[START OF Given records]

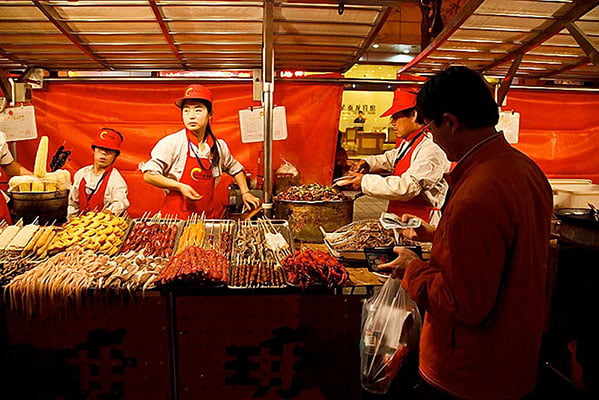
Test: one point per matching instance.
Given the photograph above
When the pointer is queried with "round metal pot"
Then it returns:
(305, 217)
(579, 225)
(49, 207)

[END OF Given records]

◆ **Goal of the exercise**: Update the material above by replacing "round metal pot" with "round steel pot", keeping every other line and word unchanged. Leave the pictures out of your answer.

◆ **The answer**:
Test: one point per matching instance.
Given the photograph above
When the pointer is queried with "round steel pot"
Then it returns:
(305, 217)
(579, 225)
(49, 207)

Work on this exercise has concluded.